## RECORDS FOR THE TASK
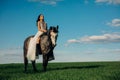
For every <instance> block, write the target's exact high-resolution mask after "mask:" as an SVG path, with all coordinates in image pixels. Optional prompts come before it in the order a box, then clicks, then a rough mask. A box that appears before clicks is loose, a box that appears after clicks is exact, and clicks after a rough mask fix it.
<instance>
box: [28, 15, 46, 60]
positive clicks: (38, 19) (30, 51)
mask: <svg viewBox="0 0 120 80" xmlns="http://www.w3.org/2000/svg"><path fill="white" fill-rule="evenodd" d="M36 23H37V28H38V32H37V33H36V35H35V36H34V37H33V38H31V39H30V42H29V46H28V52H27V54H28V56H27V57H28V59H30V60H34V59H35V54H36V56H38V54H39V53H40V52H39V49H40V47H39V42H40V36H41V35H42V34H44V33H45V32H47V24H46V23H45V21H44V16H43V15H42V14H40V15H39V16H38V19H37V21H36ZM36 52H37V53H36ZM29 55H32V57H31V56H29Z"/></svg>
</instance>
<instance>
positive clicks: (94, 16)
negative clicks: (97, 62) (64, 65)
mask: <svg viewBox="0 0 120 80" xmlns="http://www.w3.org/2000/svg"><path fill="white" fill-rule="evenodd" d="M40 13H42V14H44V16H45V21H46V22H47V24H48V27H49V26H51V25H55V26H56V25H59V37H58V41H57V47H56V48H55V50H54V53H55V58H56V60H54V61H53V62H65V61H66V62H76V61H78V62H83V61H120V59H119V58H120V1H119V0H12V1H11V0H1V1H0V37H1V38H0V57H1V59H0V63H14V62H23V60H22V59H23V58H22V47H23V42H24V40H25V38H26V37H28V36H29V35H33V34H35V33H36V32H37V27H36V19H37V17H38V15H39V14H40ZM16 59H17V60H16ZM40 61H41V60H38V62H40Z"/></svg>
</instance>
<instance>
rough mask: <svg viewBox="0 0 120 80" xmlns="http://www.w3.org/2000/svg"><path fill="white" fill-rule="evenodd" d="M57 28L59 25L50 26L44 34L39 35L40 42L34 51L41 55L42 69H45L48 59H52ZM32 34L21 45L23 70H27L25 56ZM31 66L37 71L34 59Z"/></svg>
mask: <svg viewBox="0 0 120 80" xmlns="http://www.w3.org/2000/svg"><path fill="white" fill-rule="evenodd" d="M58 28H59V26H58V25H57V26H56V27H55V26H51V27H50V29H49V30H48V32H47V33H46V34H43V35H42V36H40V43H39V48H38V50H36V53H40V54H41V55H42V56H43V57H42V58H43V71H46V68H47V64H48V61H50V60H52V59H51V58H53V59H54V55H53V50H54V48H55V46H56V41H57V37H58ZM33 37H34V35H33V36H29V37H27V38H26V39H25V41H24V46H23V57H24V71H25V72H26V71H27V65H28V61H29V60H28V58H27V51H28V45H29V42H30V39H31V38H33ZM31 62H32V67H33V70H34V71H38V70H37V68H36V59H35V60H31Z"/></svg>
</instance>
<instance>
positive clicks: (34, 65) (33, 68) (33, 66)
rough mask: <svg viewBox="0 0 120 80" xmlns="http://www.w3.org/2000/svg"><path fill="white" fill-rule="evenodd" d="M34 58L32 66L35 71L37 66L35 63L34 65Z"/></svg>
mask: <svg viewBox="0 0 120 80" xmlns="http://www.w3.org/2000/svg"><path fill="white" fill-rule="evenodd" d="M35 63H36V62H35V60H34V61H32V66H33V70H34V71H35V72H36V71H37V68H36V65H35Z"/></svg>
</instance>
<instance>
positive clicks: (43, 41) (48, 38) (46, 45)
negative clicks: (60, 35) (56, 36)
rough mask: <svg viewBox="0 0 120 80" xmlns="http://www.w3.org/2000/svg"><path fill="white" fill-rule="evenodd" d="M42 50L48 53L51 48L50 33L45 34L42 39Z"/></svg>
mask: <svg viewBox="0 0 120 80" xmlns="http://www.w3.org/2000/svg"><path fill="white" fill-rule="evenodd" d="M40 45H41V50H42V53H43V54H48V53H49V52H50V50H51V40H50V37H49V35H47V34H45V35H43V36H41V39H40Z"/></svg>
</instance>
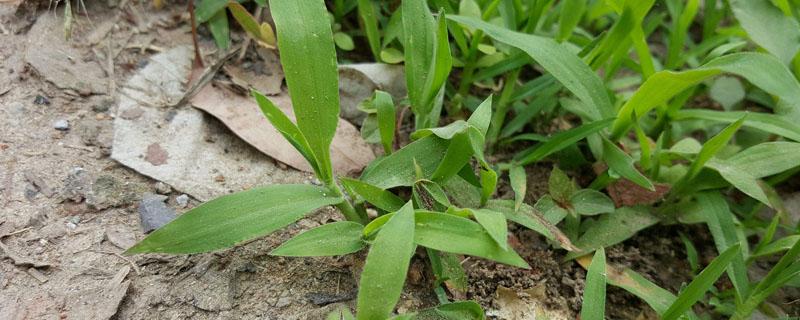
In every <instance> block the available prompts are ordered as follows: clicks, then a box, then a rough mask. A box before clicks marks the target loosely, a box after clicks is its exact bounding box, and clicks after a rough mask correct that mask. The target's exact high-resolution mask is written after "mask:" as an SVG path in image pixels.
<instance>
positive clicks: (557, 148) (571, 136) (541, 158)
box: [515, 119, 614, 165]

## EXERCISE REQUIREMENTS
Without the pictures, return the whole of the data exactly as given.

## FINISHED EXERCISE
For every <instance> block, write the target's exact high-resolution mask after "mask:" as an SVG path, with all coordinates in image pixels. Optional prompts come before it in the order a box, then clicks, then a rough mask. A box that appears before clicks is loose, a box that appears after clicks is exact, and clicks after a rough mask fix it.
<instance>
box: [28, 15, 46, 60]
positive clicks: (38, 19) (30, 51)
mask: <svg viewBox="0 0 120 80" xmlns="http://www.w3.org/2000/svg"><path fill="white" fill-rule="evenodd" d="M36 23H37V28H38V32H37V33H36V35H35V36H34V37H33V38H31V39H30V42H29V46H28V52H27V54H28V56H27V57H28V59H30V60H34V59H35V54H36V56H38V54H39V53H40V52H39V49H40V47H39V42H40V36H41V35H42V34H44V33H45V32H47V24H46V23H45V21H44V16H43V15H42V14H40V15H39V16H38V19H37V21H36ZM36 52H37V53H36ZM29 55H32V57H31V56H29Z"/></svg>
</instance>
<instance>
positive clicks: (94, 16)
negative clicks: (97, 62) (64, 65)
mask: <svg viewBox="0 0 120 80" xmlns="http://www.w3.org/2000/svg"><path fill="white" fill-rule="evenodd" d="M40 13H42V14H44V16H45V21H46V22H47V24H48V27H49V26H51V25H55V26H56V25H59V37H58V41H57V47H56V48H55V50H54V53H55V58H56V60H54V61H53V62H65V61H66V62H76V61H78V62H83V61H120V59H119V58H120V1H119V0H12V1H11V0H1V1H0V37H1V38H0V57H1V59H0V63H14V62H23V60H22V59H23V58H22V47H23V42H24V40H25V38H26V37H28V36H29V35H33V34H35V33H36V32H37V27H36V19H37V17H38V15H39V14H40ZM16 59H17V60H16ZM40 61H41V60H38V62H40Z"/></svg>
</instance>
<instance>
rough mask: <svg viewBox="0 0 120 80" xmlns="http://www.w3.org/2000/svg"><path fill="white" fill-rule="evenodd" d="M57 28L59 25L50 26L44 34L39 35L40 42L34 51L41 55L42 69H45L48 59H52ZM32 34L21 45L23 70H27L25 56ZM31 66L37 71L34 59Z"/></svg>
mask: <svg viewBox="0 0 120 80" xmlns="http://www.w3.org/2000/svg"><path fill="white" fill-rule="evenodd" d="M58 28H59V26H58V25H57V26H56V27H55V26H51V27H50V29H49V30H48V32H47V33H46V34H43V35H42V36H40V43H39V48H38V50H36V53H40V54H41V55H42V56H43V57H42V58H43V71H46V68H47V64H48V61H50V60H52V59H51V58H53V59H54V55H53V50H54V48H55V46H56V41H57V37H58ZM33 37H34V35H33V36H29V37H27V38H26V39H25V41H24V46H23V57H24V71H25V72H26V71H27V65H28V61H29V60H28V58H27V51H28V45H29V42H30V39H31V38H33ZM31 62H32V67H33V70H34V71H38V70H37V68H36V59H35V60H31Z"/></svg>
</instance>
<instance>
positive clicks: (34, 65) (33, 68) (33, 66)
rough mask: <svg viewBox="0 0 120 80" xmlns="http://www.w3.org/2000/svg"><path fill="white" fill-rule="evenodd" d="M34 58L32 66L35 71L37 66L35 63L34 65Z"/></svg>
mask: <svg viewBox="0 0 120 80" xmlns="http://www.w3.org/2000/svg"><path fill="white" fill-rule="evenodd" d="M35 63H36V62H35V60H34V61H32V66H33V70H34V71H35V72H36V71H37V68H36V65H35Z"/></svg>
</instance>
<instance>
positive clicks: (43, 41) (48, 38) (46, 45)
negative clicks: (60, 35) (56, 36)
rough mask: <svg viewBox="0 0 120 80" xmlns="http://www.w3.org/2000/svg"><path fill="white" fill-rule="evenodd" d="M42 50L48 53L51 48L50 33L45 34L42 39Z"/></svg>
mask: <svg viewBox="0 0 120 80" xmlns="http://www.w3.org/2000/svg"><path fill="white" fill-rule="evenodd" d="M40 45H41V50H42V53H43V54H48V53H49V52H50V50H51V40H50V37H49V35H47V34H45V35H43V36H41V39H40Z"/></svg>
</instance>
In every <instance> block the available prompts are ordered as follows: clicks, then a box, then a rough mask. A box before clicks marks the target loosely, a box after clicks is its exact bounding box, and clicks after a rough mask correct that mask. The target's exact high-resolution mask is written after "mask:" as an SVG path in image pixels.
<instance>
positive clicks: (557, 148) (571, 136) (541, 158)
box: [515, 119, 614, 165]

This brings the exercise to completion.